-- start of Data supplied --

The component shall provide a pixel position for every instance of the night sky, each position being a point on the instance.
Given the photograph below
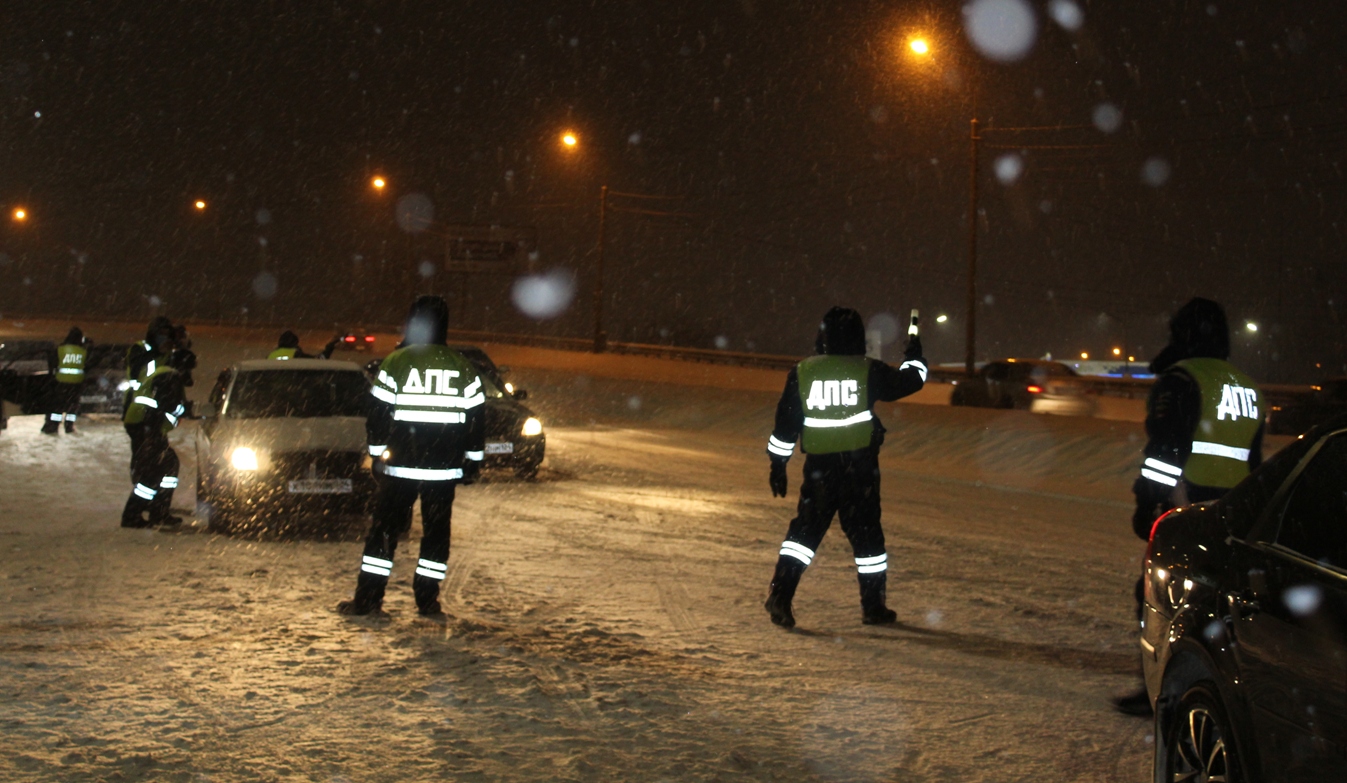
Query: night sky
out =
(800, 155)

-- end of Data supplied --

**Task details:** Convert the listing above into a Markdown table with the columns Row and Content, numbering each line and omitting blank lines. Leave any pictures out of the table.

**Answer to this task:**
| Row | Content |
|---|---|
| 1 | The component shall provide a pixel position for every instance of the night sky, each position being a point on the instance. |
| 2 | Given the photograph below |
| 3 | Query: night sky |
| 4 | out = |
| 5 | (800, 155) |